Seitentext:
┌──
Die Sache selber ist kompliziert. Das Mehrwertsteuersystem innerhalb des Europäischen Binnenmarktes sollte genau so funktionieren, als wäre die EU ein Land. Grenzüberschreitende Lieferungen müssten demnach im Ursprungsland mit Umsatzsteuer - so der Fachbegriff für die Mehrwertsteuer - belastet werden. Eigentlich, denn die Mitgliedstaaten können sich immer noch nicht auf dieses Modell einigen. Auch, weil man sich gegenseitig misstraut. Die EU-Staaten einigen sich stattdessen mit der Binnenmarktrichtlinie auf eine »Übergangslösung«. Das war 1991.

Steuer auf den Mehrwert

Die rechtlich korrekte Bezeichnung lautet Umsatzsteuer. Sie wird nämlich immer dann fällig, wenn ein Unternehmen ein Produkt oder eine Dienstleistung verkauft, also immer wenn es Umsatz macht.
└──
(Quelldatensätze)
┌──
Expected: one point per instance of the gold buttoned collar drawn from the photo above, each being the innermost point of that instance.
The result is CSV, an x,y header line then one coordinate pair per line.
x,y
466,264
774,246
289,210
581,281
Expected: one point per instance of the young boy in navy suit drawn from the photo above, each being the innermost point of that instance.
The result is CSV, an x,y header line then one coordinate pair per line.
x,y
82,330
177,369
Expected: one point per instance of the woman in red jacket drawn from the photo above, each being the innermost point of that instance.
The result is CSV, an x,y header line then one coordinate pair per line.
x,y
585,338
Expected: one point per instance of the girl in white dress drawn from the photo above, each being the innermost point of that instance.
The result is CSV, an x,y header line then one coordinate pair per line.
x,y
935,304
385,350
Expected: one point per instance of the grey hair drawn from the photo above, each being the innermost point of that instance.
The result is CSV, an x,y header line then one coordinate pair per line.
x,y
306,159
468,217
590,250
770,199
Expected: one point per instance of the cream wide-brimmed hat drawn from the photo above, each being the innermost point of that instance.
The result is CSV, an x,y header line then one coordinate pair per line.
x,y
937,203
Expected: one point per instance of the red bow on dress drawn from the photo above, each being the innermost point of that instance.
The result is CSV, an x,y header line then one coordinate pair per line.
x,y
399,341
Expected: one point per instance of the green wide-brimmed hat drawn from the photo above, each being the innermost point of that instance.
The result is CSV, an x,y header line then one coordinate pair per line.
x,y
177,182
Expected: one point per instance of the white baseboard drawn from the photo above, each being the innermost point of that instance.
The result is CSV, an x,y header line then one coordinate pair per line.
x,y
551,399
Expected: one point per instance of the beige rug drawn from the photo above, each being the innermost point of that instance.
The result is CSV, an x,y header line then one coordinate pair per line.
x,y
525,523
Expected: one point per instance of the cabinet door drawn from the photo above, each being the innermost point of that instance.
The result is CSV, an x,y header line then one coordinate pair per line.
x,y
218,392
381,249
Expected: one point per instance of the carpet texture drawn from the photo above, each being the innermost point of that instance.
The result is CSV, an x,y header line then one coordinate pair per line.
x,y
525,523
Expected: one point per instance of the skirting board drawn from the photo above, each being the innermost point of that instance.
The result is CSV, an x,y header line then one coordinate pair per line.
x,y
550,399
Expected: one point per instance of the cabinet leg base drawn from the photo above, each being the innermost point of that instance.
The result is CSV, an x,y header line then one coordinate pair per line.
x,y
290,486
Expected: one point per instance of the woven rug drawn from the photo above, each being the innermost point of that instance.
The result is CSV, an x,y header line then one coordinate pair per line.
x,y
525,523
└──
Aufgaben zur Übung:
1) In welchem Jahr einigten sich die EU-Staaten laut dem Text zur Mehrwertsteuer mit der Binnenmarktrichtlinie auf die »Übergangslösung«?
2) Führe den Text zur Mehrwertsteuer im selben Stil nach seinem letzten Satz mit einem kurzen Absatz weiter.

Antworten je Aufgabe:
1) 1991.

2)
Ursprünglich kumulierte sich die auf jeder Stufe erhobene Steuer: von der Rohstoffförderung und -verarbeitung über die Teileproduktion und Endmontage bis zum Groß- und Einzelhandel. Dies bevorteilte Konzerne mit hoher Fertigungstiefe. Anfang 1968 trat eine Reform in Kraft, die das Problem löste: Seither wird der Mehrwert besteuert. Jeder Käufer oder Händler kommt nur für die von ihm verursachte Wertsteigerung auf. Dank Vorsteuerabzugs erhält er die von ihm selbst entrichtete Umsatzsteuer vom Finanzamt zurück. Nur den letzten in der Kette trifft sie voll: den Endverbraucher. Da die Umsatz- anders als die Einkommensteuer für alle gleich hoch ist, trifft sie ärmere Schichten am härtesten. Für den Staat waren Umsatz- und Einfuhrumsatzsteuer zusammengerechnet 2016 mit rund 216 Milliarden Euro die ergiebigste Einzelsteuer.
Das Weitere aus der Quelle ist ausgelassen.